BEGIN

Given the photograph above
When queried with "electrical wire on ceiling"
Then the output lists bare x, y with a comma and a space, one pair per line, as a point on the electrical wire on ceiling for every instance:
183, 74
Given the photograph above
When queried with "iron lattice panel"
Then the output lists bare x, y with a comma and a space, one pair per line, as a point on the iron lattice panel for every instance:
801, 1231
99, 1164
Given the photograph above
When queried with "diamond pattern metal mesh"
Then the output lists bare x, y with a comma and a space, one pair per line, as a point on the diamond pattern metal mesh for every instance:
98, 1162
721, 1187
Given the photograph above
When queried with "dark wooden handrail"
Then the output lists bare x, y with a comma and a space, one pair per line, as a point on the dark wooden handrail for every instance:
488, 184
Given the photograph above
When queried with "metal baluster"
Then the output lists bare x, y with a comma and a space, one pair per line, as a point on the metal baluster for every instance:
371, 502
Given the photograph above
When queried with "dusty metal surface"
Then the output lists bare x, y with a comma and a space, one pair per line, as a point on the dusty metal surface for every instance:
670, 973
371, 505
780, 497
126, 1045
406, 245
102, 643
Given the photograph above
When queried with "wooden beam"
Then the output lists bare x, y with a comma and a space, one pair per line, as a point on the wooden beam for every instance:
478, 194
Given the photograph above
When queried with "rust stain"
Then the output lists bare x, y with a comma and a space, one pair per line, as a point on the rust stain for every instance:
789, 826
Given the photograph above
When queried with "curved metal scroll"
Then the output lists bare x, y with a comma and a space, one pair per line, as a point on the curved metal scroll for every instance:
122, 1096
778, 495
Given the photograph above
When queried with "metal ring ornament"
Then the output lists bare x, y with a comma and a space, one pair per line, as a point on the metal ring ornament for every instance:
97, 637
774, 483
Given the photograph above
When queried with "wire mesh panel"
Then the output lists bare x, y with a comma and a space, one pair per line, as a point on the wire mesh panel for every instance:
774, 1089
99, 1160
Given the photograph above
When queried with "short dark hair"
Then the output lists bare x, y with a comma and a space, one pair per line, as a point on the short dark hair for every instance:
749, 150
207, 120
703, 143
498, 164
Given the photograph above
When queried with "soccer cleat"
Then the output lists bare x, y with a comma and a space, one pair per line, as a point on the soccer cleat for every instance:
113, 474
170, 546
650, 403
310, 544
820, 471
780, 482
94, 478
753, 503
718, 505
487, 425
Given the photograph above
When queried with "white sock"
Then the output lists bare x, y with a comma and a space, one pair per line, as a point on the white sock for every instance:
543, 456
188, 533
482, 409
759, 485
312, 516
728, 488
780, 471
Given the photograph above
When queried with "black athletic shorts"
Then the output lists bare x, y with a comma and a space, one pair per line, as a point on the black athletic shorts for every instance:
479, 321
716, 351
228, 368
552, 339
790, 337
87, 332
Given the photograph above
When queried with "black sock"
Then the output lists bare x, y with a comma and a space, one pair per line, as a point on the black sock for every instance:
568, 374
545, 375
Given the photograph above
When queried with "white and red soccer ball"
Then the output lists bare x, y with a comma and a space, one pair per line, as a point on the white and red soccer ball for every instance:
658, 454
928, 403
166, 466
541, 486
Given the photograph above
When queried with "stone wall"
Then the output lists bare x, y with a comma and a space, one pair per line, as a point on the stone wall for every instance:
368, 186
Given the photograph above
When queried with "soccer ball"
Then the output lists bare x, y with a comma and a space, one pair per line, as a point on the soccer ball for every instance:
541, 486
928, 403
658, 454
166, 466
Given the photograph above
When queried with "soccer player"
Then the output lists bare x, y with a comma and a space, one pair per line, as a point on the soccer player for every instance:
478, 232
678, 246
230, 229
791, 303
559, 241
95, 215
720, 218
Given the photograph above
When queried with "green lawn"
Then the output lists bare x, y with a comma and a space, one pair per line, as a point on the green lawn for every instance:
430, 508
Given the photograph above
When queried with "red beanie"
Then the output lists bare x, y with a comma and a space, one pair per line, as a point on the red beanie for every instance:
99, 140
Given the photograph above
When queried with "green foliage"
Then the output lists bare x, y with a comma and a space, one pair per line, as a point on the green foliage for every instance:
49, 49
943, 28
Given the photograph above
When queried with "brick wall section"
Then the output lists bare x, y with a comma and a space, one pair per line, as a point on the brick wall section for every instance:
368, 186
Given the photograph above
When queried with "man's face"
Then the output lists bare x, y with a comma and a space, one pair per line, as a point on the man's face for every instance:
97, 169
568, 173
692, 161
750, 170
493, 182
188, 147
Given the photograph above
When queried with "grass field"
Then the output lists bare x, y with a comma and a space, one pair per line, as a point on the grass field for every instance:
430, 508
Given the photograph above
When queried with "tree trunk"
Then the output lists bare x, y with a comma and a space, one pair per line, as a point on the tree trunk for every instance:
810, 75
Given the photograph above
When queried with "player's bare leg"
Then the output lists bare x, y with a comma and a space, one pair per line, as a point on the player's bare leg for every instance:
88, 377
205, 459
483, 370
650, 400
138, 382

END

The problem: Everything in the listing should be written out exactly.

Exercise solution:
Given the photograph above
When queried with "electrical wire on ceiling"
Then the output lists bare x, y with a comma and a space, one pair per line, as a point on the electrical wire on ceiling for every instance:
183, 74
Given the photograph above
When queried with "iron lattice panel"
Then the output lists bare x, y with a comma and a space, one pair per line, as a point on the iron lattice panel for every instance:
801, 1231
99, 1164
Given the photograph above
When queried with "diamond pattern metal mesh"
Then the output lists bare x, y with a comma and a space, one pair per line, as a point on the diamond pattern metal mesh for every instance:
98, 1162
721, 1187
Given the photograph above
When queried with "dark wooden handrail"
Then the output lists bare x, y with a comma and a space, one pair per line, as a point on the dark wooden handrail for every instance:
488, 184
Given the photograph above
When queried with "metal baluster"
Then the output lists bare x, y with a comma and a space, one pair per line, as a point on the metal baluster for every instance:
371, 502
Given the photograph above
When queried with "dusty metal surface"
Then the output lists bare x, y with a comma and a space, one pair per line, as a point on the dusty metal surface for every instance:
670, 973
371, 505
780, 497
126, 1045
406, 245
102, 643
Given the photograph above
When queried with "wooden beam"
Then the output lists bare x, y with a comma and a space, one pair per line, as a point on the wooden beam for every instance:
478, 194
Given the photograph above
When queried with "rust stain"
Then the output lists bare x, y with a comma and a space, one pair per line, as a point on the rust stain for every instance:
789, 826
Given the photograph above
When queried with "curved metal scroll"
Then the output lists bare x, y with a comma and a space, one pair per line, as a point on the curved metal scroll for every instance:
122, 1096
778, 495
Given the photograph above
When queried with "metal ring ornament"
Then the output lists bare x, y with a comma and a space, one pair per line, as a point on the metal ring ornament for every instance:
97, 637
774, 483
Given the photograph above
When queried with "wire mesh panel"
Then the output lists bare x, y with a comma and a space, one pair per line, as a point on the wire mesh panel for every instance:
774, 1089
99, 1160
Given the photograph above
When queried with "short dark hair"
Then the output lists bare x, y with a comma and a space, one pair per line, as a point on the short dark hair for every instance:
749, 150
207, 120
703, 143
498, 164
Given the photograph above
When queried with "soccer cleat"
Then the output lists bare x, y with a comma and a space, one pair per line, as a point on the soccer cleat for every instance:
113, 474
170, 546
650, 403
310, 544
820, 471
780, 482
94, 478
753, 503
718, 505
487, 425
Given the photograph above
When queried with "white sock"
Then the output lists bare x, y with a comma and a space, one pair per line, as a point on the white sock for every instance:
543, 456
188, 533
482, 409
759, 485
312, 516
728, 488
780, 471
Given the photograph above
When queried with "black athletic shorts"
Then the output lists bare x, y with a comma and a space, one pair per line, as a point on the black athletic shorts for every instance:
479, 321
716, 351
228, 368
552, 339
790, 337
87, 332
Given the photograph above
When queried with "black sock"
Then the output lists bare x, y with a comma and a space, one pair per line, as a point on the black sock for every instance:
568, 374
545, 375
Given the photograph above
When queried with "white and red soccer ball"
Then the output lists bare x, y with a comma and a space, one pair per line, as a point on the white and red soccer ball for every instance:
658, 454
928, 403
166, 466
541, 486
Given the photograph above
When queried with "stone wall"
Then the output lists bare x, y with a comma and a space, one pair per line, as a point on the stone wall for every instance:
368, 186
Given the photograph above
When queried with "soccer ball"
Then the output lists bare x, y with a comma and a space, one pair per line, as a point on the soccer ball for every instance:
541, 486
928, 403
658, 454
166, 466
Given the photograph above
When queried with "soccer player"
Then the output lists bare x, y with a comma and a space, one pair per line, as a point on the soccer player for every instance:
478, 232
678, 246
230, 229
791, 303
559, 241
95, 215
720, 218
Given the photograph above
When queried with "green lawn"
Then the output lists bare x, y with a comma and a space, one pair per line, as a point on the green lawn for every instance:
430, 508
Given the photograph above
When queried with "red beanie"
Then the output lists bare x, y with a comma and a space, one pair per line, as a point on the red beanie for every instance:
99, 140
Given the photograph above
When queried with "green foliage"
Then the output lists bare x, y with a comma and a space, one pair per line, as a point on the green foliage for every instance:
49, 49
943, 28
Given the photograph above
When queried with "brick wall section"
Then the output lists bare x, y with a comma and a space, one pair per line, as a point on the brick wall section for every instance:
368, 186
Given the photograph above
When queried with "man's face"
Then the output lists bare x, y with a comma and a space, one pair per line, as a point on the man's face for every instance:
97, 169
568, 173
692, 161
750, 170
493, 182
188, 147
Given the photograph above
When queried with "grass field"
Then the output lists bare x, y with a comma and a space, one pair per line, as a point on the grass field for every instance:
430, 508
Given the photograph above
When queried with "tree trunk"
Then the output lists bare x, y with a comma and a space, one pair per line, as a point on the tree trunk for every instance:
810, 75
Given the photograph above
When queried with "player's bare leg"
Then the output lists bare x, y with a comma and a space, one pair per line, as a point on the player's bare leg for every instance:
88, 377
205, 459
483, 370
650, 400
138, 382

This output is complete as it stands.